# Required work
Restate each entry word for word, leaving nothing out.

(Point-per-instance localization data)
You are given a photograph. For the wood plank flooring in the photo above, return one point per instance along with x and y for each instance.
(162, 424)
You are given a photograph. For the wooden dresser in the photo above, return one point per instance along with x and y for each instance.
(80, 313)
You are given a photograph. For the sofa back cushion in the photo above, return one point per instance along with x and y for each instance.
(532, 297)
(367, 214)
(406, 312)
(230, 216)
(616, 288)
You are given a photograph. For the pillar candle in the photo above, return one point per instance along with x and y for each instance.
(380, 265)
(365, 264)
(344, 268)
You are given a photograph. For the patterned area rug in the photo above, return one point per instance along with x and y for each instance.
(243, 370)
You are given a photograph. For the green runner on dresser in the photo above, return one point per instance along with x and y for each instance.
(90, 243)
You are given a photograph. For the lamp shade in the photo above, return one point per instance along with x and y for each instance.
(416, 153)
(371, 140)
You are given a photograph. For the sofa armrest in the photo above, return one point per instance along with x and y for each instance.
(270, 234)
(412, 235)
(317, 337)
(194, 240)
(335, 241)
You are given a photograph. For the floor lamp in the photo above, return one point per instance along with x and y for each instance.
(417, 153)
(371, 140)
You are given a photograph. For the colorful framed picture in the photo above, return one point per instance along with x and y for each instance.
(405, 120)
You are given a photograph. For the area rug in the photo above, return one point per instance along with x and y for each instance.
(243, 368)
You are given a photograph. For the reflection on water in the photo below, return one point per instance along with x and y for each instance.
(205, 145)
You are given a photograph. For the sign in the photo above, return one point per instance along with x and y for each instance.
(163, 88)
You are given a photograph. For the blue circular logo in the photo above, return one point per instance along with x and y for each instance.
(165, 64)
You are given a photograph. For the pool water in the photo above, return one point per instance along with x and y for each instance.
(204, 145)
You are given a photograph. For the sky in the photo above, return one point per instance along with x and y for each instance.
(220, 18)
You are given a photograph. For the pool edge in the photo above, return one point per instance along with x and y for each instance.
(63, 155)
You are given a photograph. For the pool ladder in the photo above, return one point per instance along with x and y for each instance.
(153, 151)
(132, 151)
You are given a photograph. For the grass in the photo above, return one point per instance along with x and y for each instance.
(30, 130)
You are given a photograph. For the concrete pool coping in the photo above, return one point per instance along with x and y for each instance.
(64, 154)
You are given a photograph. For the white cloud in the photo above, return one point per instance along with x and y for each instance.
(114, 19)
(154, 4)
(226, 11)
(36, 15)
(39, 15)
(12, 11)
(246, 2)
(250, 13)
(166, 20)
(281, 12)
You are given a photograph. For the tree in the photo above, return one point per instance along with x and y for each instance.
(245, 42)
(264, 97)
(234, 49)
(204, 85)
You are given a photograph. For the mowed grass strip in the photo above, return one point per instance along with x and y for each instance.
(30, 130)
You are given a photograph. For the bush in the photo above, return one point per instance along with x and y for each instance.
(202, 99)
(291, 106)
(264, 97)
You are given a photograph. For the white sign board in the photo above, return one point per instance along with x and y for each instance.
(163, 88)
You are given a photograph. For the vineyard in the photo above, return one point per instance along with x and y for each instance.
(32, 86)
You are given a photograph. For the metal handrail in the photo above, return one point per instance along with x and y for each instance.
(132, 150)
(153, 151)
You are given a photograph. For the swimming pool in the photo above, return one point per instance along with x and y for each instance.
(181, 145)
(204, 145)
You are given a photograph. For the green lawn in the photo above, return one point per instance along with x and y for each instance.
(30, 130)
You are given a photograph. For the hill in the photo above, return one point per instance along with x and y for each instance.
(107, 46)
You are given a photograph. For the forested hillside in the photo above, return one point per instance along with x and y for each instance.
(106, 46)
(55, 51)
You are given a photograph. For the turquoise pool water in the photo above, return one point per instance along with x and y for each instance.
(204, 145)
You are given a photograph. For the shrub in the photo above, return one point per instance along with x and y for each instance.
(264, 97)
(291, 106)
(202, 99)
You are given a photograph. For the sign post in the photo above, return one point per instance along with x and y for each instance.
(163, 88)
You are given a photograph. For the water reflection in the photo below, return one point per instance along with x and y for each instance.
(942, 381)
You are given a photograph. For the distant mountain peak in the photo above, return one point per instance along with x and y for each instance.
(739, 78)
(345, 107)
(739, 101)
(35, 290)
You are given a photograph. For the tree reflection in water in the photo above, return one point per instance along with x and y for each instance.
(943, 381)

# Exercise result
You are given a photograph. For the wood plank flooring in the photo above, return one point per instance along with x and y for each instance.
(162, 424)
You are given a photograph. For the wooden dresser in the photo above, return one point per instance along with x and y for each instance.
(80, 313)
You are given a photograph. For the sofa back cushion in the photo above, return one point per instance along with x and y for each instance.
(532, 297)
(367, 214)
(406, 312)
(230, 216)
(616, 288)
You are given a photograph. For the pillar candle in the photo above, return one point per instance along with x and y for each instance.
(380, 265)
(365, 264)
(344, 268)
You are given a photograph. For the patterned area rug in the photo above, return one point per instance along with x and y for each instance.
(243, 370)
You are given a photograph. For the green runner on dresser in the photo above, return one point per instance along with x and y for each instance.
(90, 243)
You are given a photograph. For the lamp shade in the photo above, return one point per instance along with x and y for each instance.
(416, 153)
(371, 140)
You are given a photograph. For the sofa armrest in the photo above, return one point per instance along with x and y for each instance.
(270, 234)
(412, 235)
(317, 337)
(194, 240)
(335, 241)
You are given a photograph. For the floor lamp in the photo above, return one point per instance along with x and y for each instance.
(417, 153)
(371, 140)
You are given a photograph. For the colorful framed picture in the photo above, return one point per instance along with x and y for each instance.
(405, 120)
You are given a photograph. For the area rug in the photo above, return one point per instance along with x and y for each instance.
(243, 368)
You are given a photograph. For the reflection on water in the photo below, return one point per instance along with x and y for each instance.
(205, 145)
You are given a photograph. For the sign in the photo above, return one point per instance along with x and y for each instance.
(163, 88)
You are given a photograph. For the blue circular logo in the photo above, return one point per instance along with x and y for each instance.
(165, 64)
You are given a photograph. For the pool water in the photo above, return one point per instance along with x and y for each instance.
(204, 145)
You are given a photograph. For the sky in the photo above, return one point per instance along with x and y for each instance.
(220, 18)
You are given a photograph. For the pool edge in the photo above, return one point per instance along with x and y for each instance.
(63, 155)
You are given a photograph. For the pool ladder in the photo above, return one point per instance along with x and y for each instance.
(153, 151)
(132, 151)
You are given a photograph. For the grass in the photo above, return one point per instance along with x and y for each instance.
(30, 130)
You are given a photograph. For the concrete pool coping in the photo above, return one point per instance along with x and y for each instance.
(64, 154)
You are given a photograph. For the white cloud in the photo above, return one point per instance along with x and y for each instance.
(114, 19)
(154, 4)
(226, 11)
(36, 15)
(39, 15)
(12, 11)
(246, 2)
(250, 13)
(166, 20)
(281, 12)
You are given a photograph. For the tree in the photo above, return one point per instance along with x and y for each instance.
(245, 42)
(264, 97)
(234, 49)
(204, 85)
You are given a photograph. For the mowed grass strip in the photo above, return one point per instance along with x and y for each instance.
(30, 130)
You are given a photograph. For the bush in the photo above, return one point per instance along with x and y for each instance.
(202, 99)
(291, 106)
(264, 97)
You are given a photograph. For the white sign board in the photo above, return one point per instance along with x and y for each instance.
(163, 88)
You are given a photograph. For the vineyard in the photo above, return one point per instance along with x and y for each instance.
(32, 86)
You are given a photograph. For the metal handrail in the photo above, return one point per instance along with x and y for each instance.
(132, 150)
(153, 151)
You are given a photograph. For the swimming pool in the photo above, return one point per instance along with x and y for each instance.
(181, 145)
(204, 145)
You are given a photograph. For the green lawn in the photo above, return one point per instance along with x and y for each instance.
(30, 130)
You are given a photograph. For the hill in the photo above, return one point per instance along with x and y for each instance.
(107, 46)
You are given a photograph. For the forested hillside in the photo above, return one point per instance along with x and y for each instance.
(106, 46)
(55, 51)
You are given a photograph. For the turquoise pool water in the photo above, return one point per instance along with x and y for each instance.
(204, 145)
You are given a photograph. For the shrub in the photo above, return one point per instance along with x and y for each instance.
(264, 97)
(291, 106)
(202, 99)
You are given a photograph. For the sign post in the photo above, return one point per instance along with x and y for each instance.
(163, 88)
You are given a photograph. For the water reflection in the photo below, return one point per instance along with x and y for each instance.
(942, 381)
You are given a photograph. For the distant mountain peak in the photo above, return one point per instance along with x and y for each instance.
(739, 78)
(345, 107)
(739, 101)
(35, 290)
You are given a photograph. For the tree reflection in water in the photo above, return one point per instance along with x and y for each instance.
(943, 381)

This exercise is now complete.